Doping of semiconductor substrates with conductivity-determining type elements, such as n-type and p-type elements, is used in a variety of applications that require modification of the electrical characteristics of the semiconductor substrates. Photolithography is a well-known method for performing such doping of semiconductor substrates. Photolithography requires the use of a mask that is formed and patterned on the semiconductor substrate. Ion implantation is performed to implant conductivity-determining type ions into the semiconductor substrate in areas corresponding to the mask. A high-temperature anneal then is performed to cause the ions to diffuse into the semiconductor substrate.
In some applications such as, for example, solar cells, it is desirable to dope the semiconductor substrate in a pattern having very fine lines or features. The most common type of solar cell is configured as a large-area p-n junction made from silicon. In one type of such solar cell 10, illustrated in FIG. 1, a silicon wafer 12 having a light-receiving front side 14 and a back side 16 is provided with a basic doping, wherein the basic doping can be of the n-type or of the p-type. The silicon wafer is further doped at one side (in FIG. 1, front side 14) with a dopant of opposite charge of the basic doping, thus forming a p-n junction 18 within the silicon wafer. Photons from light are absorbed by the light-receiving side 14 of the silicon to the p-n junction where charge carriers, i.e., electrons and holes, are separated and conducted to a conductive contact, thus generating electricity. The solar cell is usually provided with metallic contacts 20, 22 on the light-receiving front side as well as on the back side, respectively, to carry away the electric current produced by the solar cell. The metal contacts on the light-receiving front side pose a problem in regard to the degree of efficiency of the solar cell because the metal covering of the front side surface causes shading of the effective area of the solar cell. Although it may be desirable to reduce the metal contacts as much as possible to reduce the shading, a metal covering of approximately 5% remains unavoidable since the metallization has to occur in a manner that keeps the electrical losses small. In addition, contact resistance within the silicon adjacent to the electrical contact increases significantly as the size of the metal contact decreases. However, a reduction of the contact resistance is possible by doping the silicon in narrow areas 24 directly adjacent to the metal contacts on the light-receiving front side 14 with the dopant of opposite charge of the basic doping, thus creating a selective emitter.
------------------------
Continue the passage on doping semiconductor substrates for solar cells, picking up after its final sentence.

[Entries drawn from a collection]
------------------------
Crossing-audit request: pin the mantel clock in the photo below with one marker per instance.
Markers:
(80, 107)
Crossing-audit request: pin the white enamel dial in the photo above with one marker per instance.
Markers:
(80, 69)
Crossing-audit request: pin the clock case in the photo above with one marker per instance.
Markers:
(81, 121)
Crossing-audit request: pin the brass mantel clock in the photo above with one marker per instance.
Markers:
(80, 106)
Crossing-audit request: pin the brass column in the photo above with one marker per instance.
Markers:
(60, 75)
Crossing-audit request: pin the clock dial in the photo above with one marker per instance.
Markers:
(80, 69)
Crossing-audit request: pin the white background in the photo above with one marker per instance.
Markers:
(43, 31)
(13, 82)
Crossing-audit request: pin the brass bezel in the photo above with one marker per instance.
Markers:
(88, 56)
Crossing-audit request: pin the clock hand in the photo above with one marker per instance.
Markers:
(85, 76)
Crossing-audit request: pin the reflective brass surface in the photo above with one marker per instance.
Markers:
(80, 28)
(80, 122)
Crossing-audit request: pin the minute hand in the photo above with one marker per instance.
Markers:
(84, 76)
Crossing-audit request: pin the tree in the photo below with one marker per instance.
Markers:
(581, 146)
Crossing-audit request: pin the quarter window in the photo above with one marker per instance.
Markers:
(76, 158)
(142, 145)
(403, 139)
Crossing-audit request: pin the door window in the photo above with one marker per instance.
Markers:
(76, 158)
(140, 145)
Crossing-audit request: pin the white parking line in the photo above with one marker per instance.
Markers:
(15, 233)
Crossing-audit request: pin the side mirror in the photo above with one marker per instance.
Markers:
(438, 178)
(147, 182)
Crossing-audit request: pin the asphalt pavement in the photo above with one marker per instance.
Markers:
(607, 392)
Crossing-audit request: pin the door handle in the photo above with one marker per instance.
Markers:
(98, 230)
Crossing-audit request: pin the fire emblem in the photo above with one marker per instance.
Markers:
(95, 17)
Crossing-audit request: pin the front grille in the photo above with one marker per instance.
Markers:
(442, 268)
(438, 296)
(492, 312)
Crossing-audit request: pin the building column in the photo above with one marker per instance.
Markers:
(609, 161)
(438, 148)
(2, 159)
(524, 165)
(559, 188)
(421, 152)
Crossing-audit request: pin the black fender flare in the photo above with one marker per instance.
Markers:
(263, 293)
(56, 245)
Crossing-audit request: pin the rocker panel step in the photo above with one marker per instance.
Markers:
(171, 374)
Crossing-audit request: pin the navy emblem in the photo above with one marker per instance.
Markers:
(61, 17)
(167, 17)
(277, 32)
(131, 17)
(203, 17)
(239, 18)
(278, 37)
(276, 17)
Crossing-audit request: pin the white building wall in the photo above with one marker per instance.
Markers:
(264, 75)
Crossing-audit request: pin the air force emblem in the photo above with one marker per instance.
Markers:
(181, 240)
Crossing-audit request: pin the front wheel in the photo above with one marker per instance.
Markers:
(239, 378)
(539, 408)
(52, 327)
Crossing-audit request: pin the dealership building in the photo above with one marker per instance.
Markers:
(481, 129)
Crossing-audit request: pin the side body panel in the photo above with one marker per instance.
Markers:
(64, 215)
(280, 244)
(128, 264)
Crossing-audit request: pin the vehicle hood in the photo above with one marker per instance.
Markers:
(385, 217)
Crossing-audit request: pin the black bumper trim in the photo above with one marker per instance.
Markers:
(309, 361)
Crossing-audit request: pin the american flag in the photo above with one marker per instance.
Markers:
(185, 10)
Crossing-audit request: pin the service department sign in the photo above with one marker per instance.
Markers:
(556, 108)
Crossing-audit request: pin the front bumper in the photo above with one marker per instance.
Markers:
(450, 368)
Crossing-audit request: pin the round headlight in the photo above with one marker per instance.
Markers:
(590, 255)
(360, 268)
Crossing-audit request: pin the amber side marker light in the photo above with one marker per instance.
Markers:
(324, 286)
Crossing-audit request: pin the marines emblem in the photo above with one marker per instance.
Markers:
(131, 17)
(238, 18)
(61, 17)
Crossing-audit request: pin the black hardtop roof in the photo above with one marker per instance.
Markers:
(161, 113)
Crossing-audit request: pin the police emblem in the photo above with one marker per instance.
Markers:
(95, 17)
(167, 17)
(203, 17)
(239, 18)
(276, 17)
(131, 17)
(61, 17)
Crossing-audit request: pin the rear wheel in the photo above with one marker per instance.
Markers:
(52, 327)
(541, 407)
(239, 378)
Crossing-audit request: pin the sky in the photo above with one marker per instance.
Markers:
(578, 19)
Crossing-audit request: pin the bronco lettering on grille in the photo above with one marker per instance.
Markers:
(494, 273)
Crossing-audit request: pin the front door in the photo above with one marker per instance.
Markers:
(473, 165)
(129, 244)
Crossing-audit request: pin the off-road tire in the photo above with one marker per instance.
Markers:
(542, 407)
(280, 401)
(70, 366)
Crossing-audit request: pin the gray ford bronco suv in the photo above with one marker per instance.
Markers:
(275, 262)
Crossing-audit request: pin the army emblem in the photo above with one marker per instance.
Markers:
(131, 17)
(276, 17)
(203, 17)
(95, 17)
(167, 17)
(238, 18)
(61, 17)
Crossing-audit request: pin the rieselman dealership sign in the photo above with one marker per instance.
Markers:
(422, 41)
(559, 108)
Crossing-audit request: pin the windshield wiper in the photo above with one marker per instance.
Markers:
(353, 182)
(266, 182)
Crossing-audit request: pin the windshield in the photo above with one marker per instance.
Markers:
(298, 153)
------------------------
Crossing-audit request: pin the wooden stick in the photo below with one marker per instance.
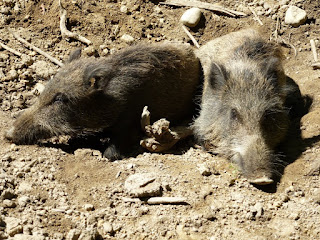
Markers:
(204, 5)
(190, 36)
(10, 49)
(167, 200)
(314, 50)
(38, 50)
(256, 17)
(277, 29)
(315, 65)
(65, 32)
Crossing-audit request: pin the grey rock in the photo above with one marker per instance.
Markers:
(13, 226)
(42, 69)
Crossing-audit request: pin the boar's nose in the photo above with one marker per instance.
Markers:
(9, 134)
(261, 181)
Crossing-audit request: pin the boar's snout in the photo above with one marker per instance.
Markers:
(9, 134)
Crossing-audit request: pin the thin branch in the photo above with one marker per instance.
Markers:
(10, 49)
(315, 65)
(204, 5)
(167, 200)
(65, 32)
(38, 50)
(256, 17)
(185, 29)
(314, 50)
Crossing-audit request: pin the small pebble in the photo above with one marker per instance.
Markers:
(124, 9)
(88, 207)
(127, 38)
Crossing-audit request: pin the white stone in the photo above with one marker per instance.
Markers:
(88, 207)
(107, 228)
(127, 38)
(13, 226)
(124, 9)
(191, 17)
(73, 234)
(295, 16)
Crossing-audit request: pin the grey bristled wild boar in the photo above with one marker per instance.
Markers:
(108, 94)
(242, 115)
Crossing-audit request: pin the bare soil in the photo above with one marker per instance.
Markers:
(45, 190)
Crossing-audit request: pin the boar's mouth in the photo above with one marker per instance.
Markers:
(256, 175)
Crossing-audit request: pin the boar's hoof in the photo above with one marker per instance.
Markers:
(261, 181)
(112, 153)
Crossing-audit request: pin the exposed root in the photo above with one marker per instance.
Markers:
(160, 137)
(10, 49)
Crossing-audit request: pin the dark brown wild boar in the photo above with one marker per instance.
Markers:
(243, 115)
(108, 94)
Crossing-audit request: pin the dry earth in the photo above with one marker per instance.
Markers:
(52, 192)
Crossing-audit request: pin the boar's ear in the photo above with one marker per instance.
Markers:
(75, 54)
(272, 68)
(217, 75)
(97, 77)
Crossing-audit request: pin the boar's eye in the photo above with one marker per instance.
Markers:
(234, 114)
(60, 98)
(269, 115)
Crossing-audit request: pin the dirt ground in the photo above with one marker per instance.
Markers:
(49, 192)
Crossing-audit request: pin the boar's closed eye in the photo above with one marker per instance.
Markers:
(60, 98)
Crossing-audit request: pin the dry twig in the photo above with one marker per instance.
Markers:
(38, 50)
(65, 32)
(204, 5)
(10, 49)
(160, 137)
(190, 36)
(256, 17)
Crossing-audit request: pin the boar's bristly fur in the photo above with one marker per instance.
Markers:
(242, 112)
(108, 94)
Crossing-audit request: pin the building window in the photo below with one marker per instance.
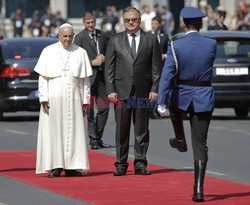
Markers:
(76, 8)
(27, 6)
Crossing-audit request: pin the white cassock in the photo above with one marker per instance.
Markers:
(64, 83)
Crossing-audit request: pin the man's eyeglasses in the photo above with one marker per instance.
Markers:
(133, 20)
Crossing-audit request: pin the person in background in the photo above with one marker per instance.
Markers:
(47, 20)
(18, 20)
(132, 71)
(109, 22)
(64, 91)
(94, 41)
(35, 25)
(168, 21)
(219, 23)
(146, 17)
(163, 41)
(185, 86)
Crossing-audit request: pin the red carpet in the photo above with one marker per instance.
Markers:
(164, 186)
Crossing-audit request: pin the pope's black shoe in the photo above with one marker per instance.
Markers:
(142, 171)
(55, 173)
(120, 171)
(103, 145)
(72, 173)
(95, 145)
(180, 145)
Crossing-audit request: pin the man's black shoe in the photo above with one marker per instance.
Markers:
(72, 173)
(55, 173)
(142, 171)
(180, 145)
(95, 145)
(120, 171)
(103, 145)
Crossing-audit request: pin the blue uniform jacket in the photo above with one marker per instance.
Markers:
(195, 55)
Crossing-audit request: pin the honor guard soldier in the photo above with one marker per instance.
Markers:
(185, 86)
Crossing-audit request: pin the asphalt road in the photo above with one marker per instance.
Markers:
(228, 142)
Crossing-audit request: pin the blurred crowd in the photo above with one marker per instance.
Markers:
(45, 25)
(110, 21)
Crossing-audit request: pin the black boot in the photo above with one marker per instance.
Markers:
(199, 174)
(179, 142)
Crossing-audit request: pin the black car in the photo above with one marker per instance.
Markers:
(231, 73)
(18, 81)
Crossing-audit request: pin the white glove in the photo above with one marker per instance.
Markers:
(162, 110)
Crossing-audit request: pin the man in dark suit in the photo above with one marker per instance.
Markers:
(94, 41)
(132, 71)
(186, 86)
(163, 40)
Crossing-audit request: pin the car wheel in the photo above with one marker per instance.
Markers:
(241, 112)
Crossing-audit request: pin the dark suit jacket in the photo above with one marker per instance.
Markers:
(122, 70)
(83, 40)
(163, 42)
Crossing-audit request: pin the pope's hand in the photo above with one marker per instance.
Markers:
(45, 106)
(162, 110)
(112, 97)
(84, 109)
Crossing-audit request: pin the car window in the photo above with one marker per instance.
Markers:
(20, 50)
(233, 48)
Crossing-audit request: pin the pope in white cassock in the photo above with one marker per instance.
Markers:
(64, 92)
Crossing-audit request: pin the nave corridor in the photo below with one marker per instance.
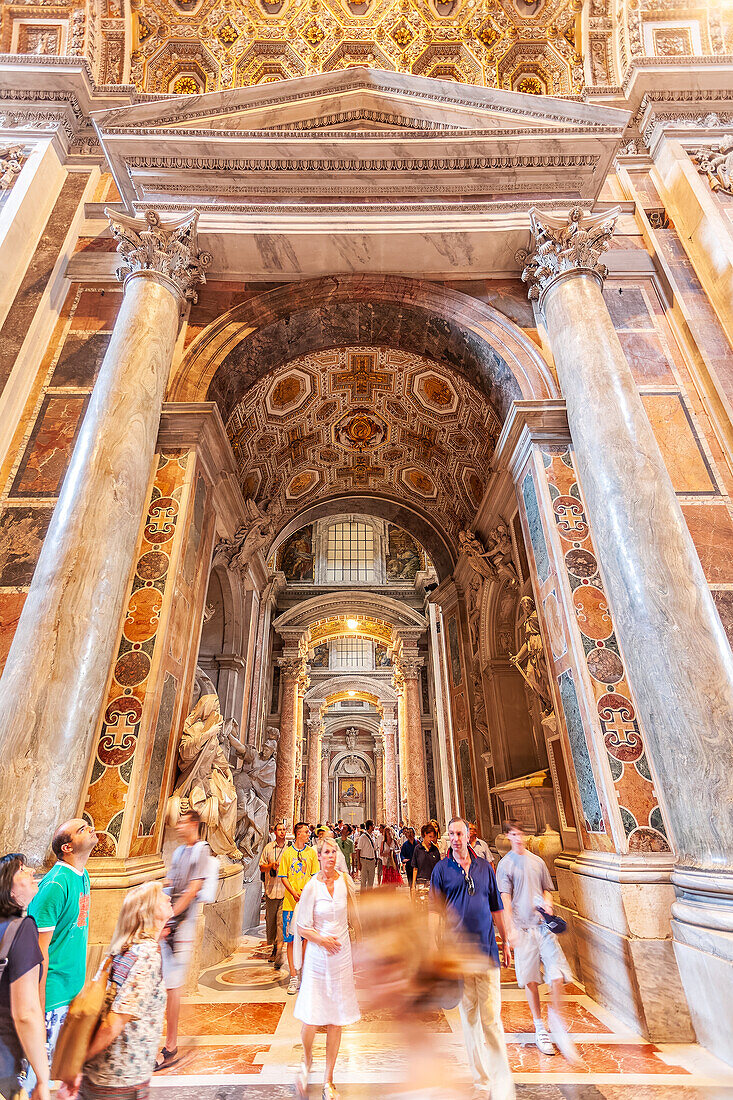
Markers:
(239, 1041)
------------------------
FINAL ANSWER:
The fabrication of a selective emitter, comprising the heavily-doped narrow areas 24 and the relatively lightly-doped areas 26 adjacent to the areas 24, traditionally requires several processing steps. In particular, the fabrication of a selective emitter, or the fabrication of any structure requiring a highly-doped area and a lightly-doped area, typically includes two doping steps and two diffusion steps. However, such methodology is time consuming and costly.
Accordingly, it is desirable to provide methods for forming two different doped regions in a semiconductor material that utilize only one diffusion step and, therefore, are time efficient. In addition, it is desirable to provide methods for fabricating semiconductor devices wherein the methods utilize one diffusion step to achieve two different regions of a semiconductor material having different dopant profiles of elements of the same conductivity-determining type. Furthermore, other desirable features and characteristics of the present invention will become apparent from the subsequent detailed description of the invention and the appended claims, taken in conjunction with the accompanying drawings and this background of the invention.